** SUPPLIED DATA **
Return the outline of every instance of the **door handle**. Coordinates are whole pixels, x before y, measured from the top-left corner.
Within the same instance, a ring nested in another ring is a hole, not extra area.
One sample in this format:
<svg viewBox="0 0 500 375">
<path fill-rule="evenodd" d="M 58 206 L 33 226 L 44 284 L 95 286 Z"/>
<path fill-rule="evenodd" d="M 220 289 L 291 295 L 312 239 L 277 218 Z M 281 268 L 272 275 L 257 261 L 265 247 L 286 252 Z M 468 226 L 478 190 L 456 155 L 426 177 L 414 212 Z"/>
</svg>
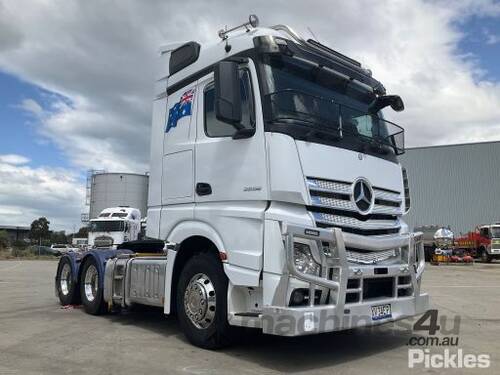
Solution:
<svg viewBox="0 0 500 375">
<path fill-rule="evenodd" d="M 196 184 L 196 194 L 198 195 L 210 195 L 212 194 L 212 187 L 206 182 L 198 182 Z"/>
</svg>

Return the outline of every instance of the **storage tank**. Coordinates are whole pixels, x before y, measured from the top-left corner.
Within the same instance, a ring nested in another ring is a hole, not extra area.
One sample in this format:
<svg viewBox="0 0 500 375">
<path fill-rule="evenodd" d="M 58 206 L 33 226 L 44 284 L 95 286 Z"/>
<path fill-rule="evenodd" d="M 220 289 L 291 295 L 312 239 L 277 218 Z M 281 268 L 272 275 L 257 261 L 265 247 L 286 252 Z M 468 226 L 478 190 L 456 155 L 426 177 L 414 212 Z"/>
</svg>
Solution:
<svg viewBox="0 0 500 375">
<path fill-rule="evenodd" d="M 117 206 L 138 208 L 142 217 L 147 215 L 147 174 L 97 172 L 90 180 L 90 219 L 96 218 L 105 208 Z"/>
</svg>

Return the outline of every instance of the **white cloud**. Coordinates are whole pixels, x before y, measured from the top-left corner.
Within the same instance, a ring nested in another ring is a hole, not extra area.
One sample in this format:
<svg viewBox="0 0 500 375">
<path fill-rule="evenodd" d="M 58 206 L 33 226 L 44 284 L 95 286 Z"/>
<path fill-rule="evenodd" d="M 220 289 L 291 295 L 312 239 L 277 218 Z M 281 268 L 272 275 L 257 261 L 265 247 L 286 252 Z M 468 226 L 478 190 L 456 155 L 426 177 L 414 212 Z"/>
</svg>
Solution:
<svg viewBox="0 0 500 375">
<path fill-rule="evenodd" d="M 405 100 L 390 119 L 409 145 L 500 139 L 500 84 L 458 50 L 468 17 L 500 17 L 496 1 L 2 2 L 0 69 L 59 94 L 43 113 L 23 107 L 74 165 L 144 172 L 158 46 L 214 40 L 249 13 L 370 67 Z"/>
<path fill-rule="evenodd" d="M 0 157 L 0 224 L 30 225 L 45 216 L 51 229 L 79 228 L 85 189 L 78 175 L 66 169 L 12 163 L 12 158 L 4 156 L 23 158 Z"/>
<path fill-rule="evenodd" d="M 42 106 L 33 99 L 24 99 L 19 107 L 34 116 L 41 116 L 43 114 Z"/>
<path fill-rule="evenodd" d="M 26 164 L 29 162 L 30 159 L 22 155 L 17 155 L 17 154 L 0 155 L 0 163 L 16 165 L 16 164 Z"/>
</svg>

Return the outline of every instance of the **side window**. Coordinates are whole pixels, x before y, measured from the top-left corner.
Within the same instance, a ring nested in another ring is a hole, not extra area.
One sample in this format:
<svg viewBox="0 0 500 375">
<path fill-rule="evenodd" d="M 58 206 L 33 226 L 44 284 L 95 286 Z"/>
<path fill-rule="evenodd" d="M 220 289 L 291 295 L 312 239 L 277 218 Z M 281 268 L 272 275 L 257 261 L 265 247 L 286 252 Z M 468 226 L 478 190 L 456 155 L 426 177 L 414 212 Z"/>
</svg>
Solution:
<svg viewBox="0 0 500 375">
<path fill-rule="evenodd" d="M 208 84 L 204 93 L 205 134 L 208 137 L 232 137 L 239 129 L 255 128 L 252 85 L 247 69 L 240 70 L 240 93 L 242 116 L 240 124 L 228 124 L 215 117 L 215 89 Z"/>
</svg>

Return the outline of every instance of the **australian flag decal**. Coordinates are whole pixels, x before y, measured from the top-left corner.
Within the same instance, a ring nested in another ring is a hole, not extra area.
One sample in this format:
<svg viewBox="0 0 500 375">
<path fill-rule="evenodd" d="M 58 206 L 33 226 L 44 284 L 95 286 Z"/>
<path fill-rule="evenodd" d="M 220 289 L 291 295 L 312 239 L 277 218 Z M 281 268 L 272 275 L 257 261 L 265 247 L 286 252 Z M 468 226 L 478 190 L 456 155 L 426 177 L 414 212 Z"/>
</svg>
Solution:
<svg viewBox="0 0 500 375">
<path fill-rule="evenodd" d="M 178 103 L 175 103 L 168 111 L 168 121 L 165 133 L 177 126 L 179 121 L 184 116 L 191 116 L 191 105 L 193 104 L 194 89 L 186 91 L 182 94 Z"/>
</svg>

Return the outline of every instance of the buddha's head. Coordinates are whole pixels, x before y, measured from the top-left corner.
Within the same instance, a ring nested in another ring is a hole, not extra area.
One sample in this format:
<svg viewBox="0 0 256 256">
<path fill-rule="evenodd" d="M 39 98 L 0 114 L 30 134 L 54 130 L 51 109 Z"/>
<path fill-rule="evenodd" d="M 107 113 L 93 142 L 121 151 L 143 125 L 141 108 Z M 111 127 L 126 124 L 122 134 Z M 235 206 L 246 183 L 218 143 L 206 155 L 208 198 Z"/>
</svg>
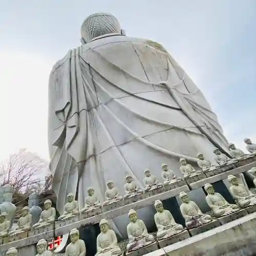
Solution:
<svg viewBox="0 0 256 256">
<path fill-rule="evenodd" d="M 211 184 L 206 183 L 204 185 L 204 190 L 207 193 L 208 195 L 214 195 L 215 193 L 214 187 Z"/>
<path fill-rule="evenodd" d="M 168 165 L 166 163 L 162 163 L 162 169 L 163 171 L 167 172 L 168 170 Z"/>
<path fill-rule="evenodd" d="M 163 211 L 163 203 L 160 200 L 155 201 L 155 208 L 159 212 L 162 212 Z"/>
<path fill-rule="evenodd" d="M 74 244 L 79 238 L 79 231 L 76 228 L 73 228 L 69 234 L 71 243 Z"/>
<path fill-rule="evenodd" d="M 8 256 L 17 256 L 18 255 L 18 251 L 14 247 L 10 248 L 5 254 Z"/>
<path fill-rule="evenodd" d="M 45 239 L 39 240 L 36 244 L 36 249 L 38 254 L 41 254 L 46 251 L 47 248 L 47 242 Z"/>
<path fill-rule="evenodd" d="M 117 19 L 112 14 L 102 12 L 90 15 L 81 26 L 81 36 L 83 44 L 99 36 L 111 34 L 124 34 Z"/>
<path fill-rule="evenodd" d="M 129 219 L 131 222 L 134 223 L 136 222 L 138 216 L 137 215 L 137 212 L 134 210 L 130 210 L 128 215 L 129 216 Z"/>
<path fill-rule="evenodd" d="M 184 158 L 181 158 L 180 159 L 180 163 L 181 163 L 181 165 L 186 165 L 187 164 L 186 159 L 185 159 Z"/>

** PROBLEM STATEMENT **
Copy all of the lines above word for word, leaving out the pictures.

** RESULT **
Return the outline of every instance of the **door handle**. Coordinates are whole pixels, x before y, measured from the top-left corner.
Within the same instance, a ring nested in another ring is a hole, not extra area.
One sample in this format:
<svg viewBox="0 0 500 375">
<path fill-rule="evenodd" d="M 58 206 L 33 226 L 44 284 L 95 286 Z"/>
<path fill-rule="evenodd" d="M 220 289 L 291 295 L 312 239 L 277 218 Z M 281 268 L 272 275 L 257 261 L 265 247 L 286 252 Z M 468 226 L 478 190 L 456 155 L 426 177 L 414 212 Z"/>
</svg>
Solution:
<svg viewBox="0 0 500 375">
<path fill-rule="evenodd" d="M 196 184 L 196 194 L 198 195 L 210 195 L 212 194 L 212 187 L 206 182 L 198 182 Z"/>
</svg>

Return the outline of every instance of the **storage tank**. Coordinates are whole pixels, x before y, measured from the top-left corner.
Within the same instance, a ring nested in another ring is a hole, not extra area.
One sample in this format:
<svg viewBox="0 0 500 375">
<path fill-rule="evenodd" d="M 58 206 L 33 226 L 44 284 L 95 286 Z"/>
<path fill-rule="evenodd" d="M 220 289 L 291 295 L 312 239 L 277 218 Z M 281 268 L 272 275 L 257 261 L 265 247 L 286 252 Z M 468 226 L 478 190 L 456 155 L 426 177 L 414 212 Z"/>
</svg>
Solution:
<svg viewBox="0 0 500 375">
<path fill-rule="evenodd" d="M 117 206 L 138 208 L 142 217 L 147 215 L 147 174 L 97 172 L 90 180 L 90 219 L 96 218 L 105 208 Z"/>
</svg>

Return the outline of every instance of the **white cloud**. Coordinates are whole pixels, x before y, measured from the top-left corner.
Within the same instance, a ring nested in another ring is a hole, not extra area.
One sample in this format:
<svg viewBox="0 0 500 375">
<path fill-rule="evenodd" d="M 58 206 L 33 226 L 44 284 L 95 286 Z"/>
<path fill-rule="evenodd" d="M 220 289 L 291 295 L 312 239 L 277 218 Z M 281 268 L 272 275 L 257 261 L 265 247 L 286 252 Z M 468 226 L 478 190 L 456 155 L 426 177 L 414 212 Z"/>
</svg>
Solution:
<svg viewBox="0 0 500 375">
<path fill-rule="evenodd" d="M 405 100 L 390 119 L 409 145 L 500 139 L 500 84 L 458 50 L 468 17 L 500 17 L 496 1 L 2 2 L 0 69 L 59 94 L 43 113 L 23 107 L 74 165 L 144 172 L 158 46 L 214 40 L 249 13 L 370 67 Z"/>
<path fill-rule="evenodd" d="M 0 157 L 0 224 L 30 225 L 45 216 L 51 229 L 79 228 L 85 189 L 78 175 L 66 169 L 12 163 L 12 158 L 4 156 L 23 158 Z"/>
<path fill-rule="evenodd" d="M 42 106 L 33 99 L 24 99 L 19 107 L 34 116 L 41 116 L 43 114 Z"/>
<path fill-rule="evenodd" d="M 26 164 L 29 162 L 30 159 L 22 155 L 17 155 L 17 154 L 0 155 L 0 163 L 16 165 L 16 164 Z"/>
</svg>

Return the outline of every instance of the **side window**. Coordinates are whole pixels, x before y, measured from the top-left corner.
Within the same instance, a ring nested in another ring is a hole, not extra area.
One sample in this format:
<svg viewBox="0 0 500 375">
<path fill-rule="evenodd" d="M 58 206 L 33 226 L 44 284 L 95 286 Z"/>
<path fill-rule="evenodd" d="M 220 289 L 291 295 L 312 239 L 277 218 Z M 281 268 L 272 275 L 257 261 L 265 247 L 286 252 Z M 468 226 L 478 190 L 456 155 L 426 177 L 414 212 Z"/>
</svg>
Solution:
<svg viewBox="0 0 500 375">
<path fill-rule="evenodd" d="M 208 84 L 204 93 L 205 134 L 208 137 L 232 137 L 239 129 L 255 128 L 252 85 L 247 69 L 240 70 L 240 93 L 242 116 L 240 124 L 228 124 L 215 117 L 215 89 Z"/>
</svg>

Return the outline of every instance of the **australian flag decal**. Coordinates are whole pixels, x before y, measured from the top-left corner.
Within the same instance, a ring nested in another ring is a hole, not extra area.
One sample in this format:
<svg viewBox="0 0 500 375">
<path fill-rule="evenodd" d="M 58 206 L 33 226 L 44 284 L 95 286 Z"/>
<path fill-rule="evenodd" d="M 220 289 L 291 295 L 312 239 L 277 218 Z M 281 268 L 272 275 L 257 261 L 265 247 L 286 252 Z M 468 226 L 478 190 L 456 155 L 426 177 L 414 212 Z"/>
</svg>
Solution:
<svg viewBox="0 0 500 375">
<path fill-rule="evenodd" d="M 178 103 L 175 103 L 168 111 L 168 121 L 165 133 L 177 126 L 179 121 L 184 116 L 191 116 L 191 105 L 193 104 L 194 89 L 186 91 L 182 94 Z"/>
</svg>

Return the outline of every instance of the buddha's head. Coordinates are whole pixels, x before y, measured from the top-left corner.
Within the same instance, a ring nested in another ring is a hole, not extra area.
One sample in this format:
<svg viewBox="0 0 256 256">
<path fill-rule="evenodd" d="M 39 98 L 0 114 L 30 134 L 54 130 L 51 109 Z"/>
<path fill-rule="evenodd" d="M 107 113 L 93 142 L 121 151 L 143 125 L 141 108 Z M 111 127 L 126 124 L 122 134 Z M 235 206 L 246 183 L 218 143 L 206 155 L 208 198 Z"/>
</svg>
Solution:
<svg viewBox="0 0 256 256">
<path fill-rule="evenodd" d="M 211 184 L 206 183 L 204 185 L 204 190 L 207 193 L 208 195 L 214 195 L 215 193 L 214 187 Z"/>
<path fill-rule="evenodd" d="M 168 165 L 166 163 L 162 163 L 162 169 L 163 171 L 167 172 L 168 170 Z"/>
<path fill-rule="evenodd" d="M 163 211 L 163 203 L 160 200 L 155 201 L 155 208 L 159 212 L 162 212 Z"/>
<path fill-rule="evenodd" d="M 74 244 L 79 238 L 79 231 L 76 228 L 73 228 L 69 234 L 71 243 Z"/>
<path fill-rule="evenodd" d="M 8 256 L 17 256 L 18 255 L 18 251 L 14 247 L 10 248 L 5 254 Z"/>
<path fill-rule="evenodd" d="M 45 239 L 39 240 L 36 244 L 36 249 L 38 254 L 41 254 L 46 251 L 47 248 L 47 242 Z"/>
<path fill-rule="evenodd" d="M 117 19 L 112 14 L 102 12 L 90 15 L 81 26 L 81 36 L 83 44 L 99 36 L 111 34 L 124 34 Z"/>
<path fill-rule="evenodd" d="M 129 219 L 131 222 L 134 223 L 136 222 L 138 216 L 137 215 L 137 212 L 134 210 L 130 210 L 128 215 L 129 216 Z"/>
<path fill-rule="evenodd" d="M 184 158 L 181 158 L 180 159 L 180 163 L 181 163 L 181 165 L 186 165 L 187 164 L 186 159 L 185 159 Z"/>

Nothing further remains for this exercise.